▽

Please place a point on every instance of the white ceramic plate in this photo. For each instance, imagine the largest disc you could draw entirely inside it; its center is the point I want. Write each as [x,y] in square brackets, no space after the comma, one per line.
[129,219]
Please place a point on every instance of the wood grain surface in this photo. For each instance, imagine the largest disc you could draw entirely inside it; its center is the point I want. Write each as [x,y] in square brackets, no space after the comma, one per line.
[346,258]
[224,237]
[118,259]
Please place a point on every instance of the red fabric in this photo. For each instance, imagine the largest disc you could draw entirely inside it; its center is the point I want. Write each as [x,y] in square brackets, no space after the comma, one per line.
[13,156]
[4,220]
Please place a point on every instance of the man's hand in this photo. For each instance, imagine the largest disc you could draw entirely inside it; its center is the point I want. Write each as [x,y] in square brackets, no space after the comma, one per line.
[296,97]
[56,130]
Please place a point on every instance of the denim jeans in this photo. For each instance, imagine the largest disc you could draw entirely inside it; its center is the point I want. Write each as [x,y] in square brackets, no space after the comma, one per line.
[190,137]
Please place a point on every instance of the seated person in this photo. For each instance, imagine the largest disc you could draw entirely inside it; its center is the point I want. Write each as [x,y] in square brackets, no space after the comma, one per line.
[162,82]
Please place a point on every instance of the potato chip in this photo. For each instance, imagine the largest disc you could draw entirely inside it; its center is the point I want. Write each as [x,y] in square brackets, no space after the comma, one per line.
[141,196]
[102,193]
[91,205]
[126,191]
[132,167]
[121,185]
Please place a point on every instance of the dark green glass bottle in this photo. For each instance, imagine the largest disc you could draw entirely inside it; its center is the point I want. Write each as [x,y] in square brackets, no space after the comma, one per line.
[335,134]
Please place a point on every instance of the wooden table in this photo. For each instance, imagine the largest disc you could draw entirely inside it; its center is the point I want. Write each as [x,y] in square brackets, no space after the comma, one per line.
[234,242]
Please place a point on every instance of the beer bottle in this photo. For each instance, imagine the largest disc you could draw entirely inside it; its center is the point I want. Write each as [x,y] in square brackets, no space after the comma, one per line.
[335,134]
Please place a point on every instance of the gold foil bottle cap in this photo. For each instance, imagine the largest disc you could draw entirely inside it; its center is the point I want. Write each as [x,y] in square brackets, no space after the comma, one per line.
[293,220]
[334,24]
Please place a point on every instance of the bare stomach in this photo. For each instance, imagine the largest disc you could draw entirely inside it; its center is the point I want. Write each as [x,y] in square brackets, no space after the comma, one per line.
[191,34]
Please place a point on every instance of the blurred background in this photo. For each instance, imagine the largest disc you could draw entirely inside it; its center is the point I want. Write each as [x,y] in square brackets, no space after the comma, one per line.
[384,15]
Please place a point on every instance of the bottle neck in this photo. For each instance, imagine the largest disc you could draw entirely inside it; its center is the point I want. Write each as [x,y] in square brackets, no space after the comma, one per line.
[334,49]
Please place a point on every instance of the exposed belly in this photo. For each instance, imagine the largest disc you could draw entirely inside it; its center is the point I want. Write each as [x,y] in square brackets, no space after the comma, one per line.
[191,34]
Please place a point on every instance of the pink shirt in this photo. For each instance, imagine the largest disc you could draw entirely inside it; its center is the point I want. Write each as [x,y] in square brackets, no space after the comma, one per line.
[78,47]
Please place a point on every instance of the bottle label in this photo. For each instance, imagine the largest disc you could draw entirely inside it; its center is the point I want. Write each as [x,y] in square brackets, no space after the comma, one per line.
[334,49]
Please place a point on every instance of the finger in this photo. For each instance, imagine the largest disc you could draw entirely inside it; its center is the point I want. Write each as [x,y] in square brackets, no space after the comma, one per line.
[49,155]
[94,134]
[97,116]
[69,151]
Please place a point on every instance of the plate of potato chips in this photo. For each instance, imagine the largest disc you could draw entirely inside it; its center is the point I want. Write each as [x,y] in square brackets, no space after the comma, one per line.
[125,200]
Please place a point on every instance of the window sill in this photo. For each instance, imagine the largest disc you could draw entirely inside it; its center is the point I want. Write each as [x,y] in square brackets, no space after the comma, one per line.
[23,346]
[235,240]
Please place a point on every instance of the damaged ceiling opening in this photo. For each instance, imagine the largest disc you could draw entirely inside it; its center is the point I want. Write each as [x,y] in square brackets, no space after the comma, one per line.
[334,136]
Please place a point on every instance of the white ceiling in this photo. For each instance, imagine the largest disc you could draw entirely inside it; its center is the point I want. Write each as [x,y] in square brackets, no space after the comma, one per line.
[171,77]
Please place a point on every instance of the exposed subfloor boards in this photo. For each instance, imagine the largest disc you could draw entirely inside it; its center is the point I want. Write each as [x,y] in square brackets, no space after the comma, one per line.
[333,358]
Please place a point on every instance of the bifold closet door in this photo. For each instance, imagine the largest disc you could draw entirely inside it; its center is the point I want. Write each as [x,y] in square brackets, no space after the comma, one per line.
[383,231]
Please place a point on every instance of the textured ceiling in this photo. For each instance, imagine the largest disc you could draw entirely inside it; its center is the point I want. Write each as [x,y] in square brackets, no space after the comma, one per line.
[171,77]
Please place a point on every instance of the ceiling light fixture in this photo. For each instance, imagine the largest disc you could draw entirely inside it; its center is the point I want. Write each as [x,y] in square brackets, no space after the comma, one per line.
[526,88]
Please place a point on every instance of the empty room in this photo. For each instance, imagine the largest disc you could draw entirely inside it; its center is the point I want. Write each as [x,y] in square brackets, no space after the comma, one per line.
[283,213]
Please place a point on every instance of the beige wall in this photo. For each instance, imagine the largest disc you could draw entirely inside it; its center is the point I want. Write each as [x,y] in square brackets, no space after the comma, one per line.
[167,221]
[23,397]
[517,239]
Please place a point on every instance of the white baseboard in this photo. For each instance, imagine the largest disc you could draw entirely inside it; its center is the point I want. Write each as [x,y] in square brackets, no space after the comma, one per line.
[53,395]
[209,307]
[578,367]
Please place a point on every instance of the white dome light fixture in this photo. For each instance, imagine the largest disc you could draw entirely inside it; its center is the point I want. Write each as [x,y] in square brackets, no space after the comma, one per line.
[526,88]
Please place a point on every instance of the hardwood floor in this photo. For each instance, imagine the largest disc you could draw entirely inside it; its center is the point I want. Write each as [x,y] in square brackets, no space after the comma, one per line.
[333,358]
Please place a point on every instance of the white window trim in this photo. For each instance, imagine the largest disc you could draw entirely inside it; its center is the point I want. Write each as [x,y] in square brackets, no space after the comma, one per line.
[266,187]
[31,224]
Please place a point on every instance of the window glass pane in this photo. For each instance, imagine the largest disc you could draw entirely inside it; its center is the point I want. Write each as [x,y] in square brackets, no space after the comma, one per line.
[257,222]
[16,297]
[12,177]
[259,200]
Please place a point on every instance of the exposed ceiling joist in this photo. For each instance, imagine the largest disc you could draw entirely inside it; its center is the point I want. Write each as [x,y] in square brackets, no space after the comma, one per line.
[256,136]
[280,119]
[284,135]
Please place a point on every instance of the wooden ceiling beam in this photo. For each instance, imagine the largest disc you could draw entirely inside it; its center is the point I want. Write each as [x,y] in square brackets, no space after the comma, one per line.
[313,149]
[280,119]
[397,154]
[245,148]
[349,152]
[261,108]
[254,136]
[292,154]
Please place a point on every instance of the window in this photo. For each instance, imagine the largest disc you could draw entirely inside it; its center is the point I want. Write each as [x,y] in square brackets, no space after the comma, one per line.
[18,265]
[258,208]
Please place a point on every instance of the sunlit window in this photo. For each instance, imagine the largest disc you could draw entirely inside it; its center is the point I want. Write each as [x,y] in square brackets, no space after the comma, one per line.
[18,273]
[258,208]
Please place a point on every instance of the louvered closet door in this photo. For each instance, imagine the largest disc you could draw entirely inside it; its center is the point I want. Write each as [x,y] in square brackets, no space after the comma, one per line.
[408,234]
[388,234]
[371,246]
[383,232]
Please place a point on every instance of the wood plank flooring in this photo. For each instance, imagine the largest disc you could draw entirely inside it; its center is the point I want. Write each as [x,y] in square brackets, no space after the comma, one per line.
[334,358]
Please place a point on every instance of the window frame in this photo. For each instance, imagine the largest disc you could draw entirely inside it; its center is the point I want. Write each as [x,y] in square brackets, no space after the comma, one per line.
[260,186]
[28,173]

△

→ **What to work on**:
Render the lines beginning with the one containing "Please place a point on every instance of the window frame" and continuing through the final line as a Markdown table with the columns "No." and "Line", leaving out any blank lines.

→ **The response**:
| No. | Line |
|---|---|
| 1 | Please place a point on every instance of the window frame in this photo. For each instance, imagine the largest disc you could draw entirely inside it; its center is the point I want. Write each as [x,y] in square brackets, no space after the comma, one per line. |
| 2 | [260,186] |
| 3 | [28,173] |